JOB: Print every line of the material below verbatim, from start to end.

[Items for segmentation labeling]
******

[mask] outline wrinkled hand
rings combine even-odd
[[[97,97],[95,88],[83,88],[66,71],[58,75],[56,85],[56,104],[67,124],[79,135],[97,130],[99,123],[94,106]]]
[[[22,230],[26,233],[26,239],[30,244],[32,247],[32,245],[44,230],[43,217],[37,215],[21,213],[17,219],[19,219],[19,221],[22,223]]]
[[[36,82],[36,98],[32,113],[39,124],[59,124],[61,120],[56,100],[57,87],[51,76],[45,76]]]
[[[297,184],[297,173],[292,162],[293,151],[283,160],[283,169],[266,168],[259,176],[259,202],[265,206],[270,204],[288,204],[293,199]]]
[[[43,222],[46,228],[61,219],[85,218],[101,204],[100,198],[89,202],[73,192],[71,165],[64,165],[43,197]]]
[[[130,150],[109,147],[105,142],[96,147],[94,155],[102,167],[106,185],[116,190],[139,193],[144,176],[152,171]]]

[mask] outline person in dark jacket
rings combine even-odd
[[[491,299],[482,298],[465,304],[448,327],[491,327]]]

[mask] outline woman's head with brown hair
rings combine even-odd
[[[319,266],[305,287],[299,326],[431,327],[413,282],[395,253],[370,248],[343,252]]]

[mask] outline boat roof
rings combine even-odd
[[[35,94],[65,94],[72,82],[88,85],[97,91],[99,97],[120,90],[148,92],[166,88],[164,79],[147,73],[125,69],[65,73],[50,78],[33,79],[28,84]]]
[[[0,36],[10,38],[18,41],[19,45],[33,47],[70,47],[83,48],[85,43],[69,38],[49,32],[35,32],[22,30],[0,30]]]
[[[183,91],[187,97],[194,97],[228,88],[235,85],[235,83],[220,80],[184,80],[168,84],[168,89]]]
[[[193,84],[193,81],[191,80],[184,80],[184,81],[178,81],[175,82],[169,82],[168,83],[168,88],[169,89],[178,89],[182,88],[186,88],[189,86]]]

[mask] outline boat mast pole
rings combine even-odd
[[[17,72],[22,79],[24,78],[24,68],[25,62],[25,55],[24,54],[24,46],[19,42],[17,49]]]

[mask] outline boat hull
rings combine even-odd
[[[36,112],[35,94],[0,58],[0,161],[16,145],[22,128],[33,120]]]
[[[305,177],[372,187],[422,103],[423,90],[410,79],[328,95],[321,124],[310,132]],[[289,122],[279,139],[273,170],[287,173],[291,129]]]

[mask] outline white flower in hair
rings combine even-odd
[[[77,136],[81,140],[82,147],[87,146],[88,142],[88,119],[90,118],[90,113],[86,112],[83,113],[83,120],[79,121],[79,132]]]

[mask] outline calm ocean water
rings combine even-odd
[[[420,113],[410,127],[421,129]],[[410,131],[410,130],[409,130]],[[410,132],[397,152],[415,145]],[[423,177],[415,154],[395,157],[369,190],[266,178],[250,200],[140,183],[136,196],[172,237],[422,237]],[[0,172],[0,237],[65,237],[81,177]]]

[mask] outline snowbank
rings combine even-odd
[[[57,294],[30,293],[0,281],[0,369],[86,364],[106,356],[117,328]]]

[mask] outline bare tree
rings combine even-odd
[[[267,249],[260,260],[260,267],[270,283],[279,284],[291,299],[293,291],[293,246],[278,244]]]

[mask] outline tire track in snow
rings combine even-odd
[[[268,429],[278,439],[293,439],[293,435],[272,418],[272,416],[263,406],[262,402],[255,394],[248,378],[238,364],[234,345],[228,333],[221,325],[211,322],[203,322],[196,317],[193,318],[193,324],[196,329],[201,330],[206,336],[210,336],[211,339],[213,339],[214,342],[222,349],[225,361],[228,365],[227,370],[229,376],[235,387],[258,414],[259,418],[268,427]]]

******

SOLUTION FOR THIS TASK:
[mask] outline wrinkled hand
rings combine even-odd
[[[97,97],[95,88],[83,88],[66,71],[58,75],[56,85],[56,104],[67,124],[79,135],[97,130],[99,123],[94,106]]]
[[[22,230],[26,233],[26,239],[30,244],[32,247],[32,245],[44,230],[43,217],[37,215],[21,213],[17,219],[19,219],[19,221],[22,223]]]
[[[36,82],[36,98],[32,113],[39,124],[59,124],[61,120],[56,100],[57,87],[51,76],[45,76]]]
[[[297,184],[297,173],[292,162],[293,151],[283,160],[283,169],[266,168],[259,176],[259,202],[265,206],[270,204],[288,204],[293,199]]]
[[[43,222],[46,228],[61,219],[85,218],[101,204],[100,198],[89,202],[73,192],[71,165],[64,165],[43,197]]]
[[[130,150],[109,147],[105,142],[96,147],[94,155],[102,167],[106,185],[116,190],[139,193],[144,176],[152,171]]]

[mask] outline person in dark jacket
rings combine even-odd
[[[491,299],[482,298],[465,304],[448,327],[491,327]]]

[mask] outline woman's head with brown hair
rings combine even-odd
[[[319,266],[305,287],[299,326],[431,327],[413,282],[395,253],[370,248],[343,252]]]

[mask] outline boat roof
rings combine even-odd
[[[35,94],[65,94],[72,82],[88,85],[97,91],[99,97],[120,90],[148,92],[166,88],[164,79],[147,73],[125,69],[65,73],[50,78],[33,79],[28,84]]]
[[[0,36],[10,38],[18,41],[19,45],[33,47],[70,47],[83,48],[85,43],[69,38],[49,32],[35,32],[22,30],[0,30]]]
[[[183,91],[187,97],[194,97],[228,88],[235,85],[235,83],[220,80],[184,80],[168,84],[168,89]]]
[[[193,84],[193,81],[191,80],[184,80],[184,81],[178,81],[175,82],[169,82],[168,83],[168,88],[169,89],[178,89],[182,88],[186,88],[189,86]]]

[mask] outline boat mast pole
rings combine even-odd
[[[17,72],[22,79],[24,78],[24,68],[25,62],[25,55],[24,54],[24,46],[19,42],[17,49]]]

[mask] outline boat hull
rings combine even-odd
[[[36,112],[35,94],[0,58],[0,161],[16,145],[22,128],[33,120]]]
[[[305,177],[372,187],[422,103],[423,90],[410,79],[328,95],[321,124],[310,132]],[[289,122],[279,139],[273,170],[287,173],[291,129]]]

[mask] outline white flower in hair
rings combine even-odd
[[[77,136],[81,140],[82,147],[87,146],[88,142],[88,119],[90,118],[90,113],[86,112],[83,113],[83,120],[79,121],[79,132]]]

[mask] outline calm ocean water
rings combine even-odd
[[[420,113],[410,127],[421,129]],[[410,131],[410,130],[409,130]],[[410,132],[397,152],[415,145]],[[423,177],[415,154],[395,157],[369,190],[266,178],[250,200],[140,183],[136,196],[172,237],[422,237]],[[0,172],[0,237],[65,237],[81,177]]]

[mask] outline snowbank
rings combine even-odd
[[[57,294],[30,293],[0,281],[0,369],[86,364],[106,356],[117,328]]]

[mask] outline bare tree
rings combine even-odd
[[[267,249],[260,260],[260,267],[270,283],[279,284],[291,299],[293,291],[293,246],[278,244]]]

[mask] outline tire track in snow
rings combine even-odd
[[[268,429],[278,439],[293,439],[293,435],[272,418],[272,416],[263,406],[262,402],[255,394],[248,378],[238,364],[234,345],[228,333],[221,325],[211,322],[203,322],[196,317],[193,318],[193,324],[196,329],[201,330],[206,336],[210,336],[211,339],[213,339],[214,342],[222,349],[225,361],[228,365],[227,370],[229,376],[235,387],[258,414],[259,418],[268,427]]]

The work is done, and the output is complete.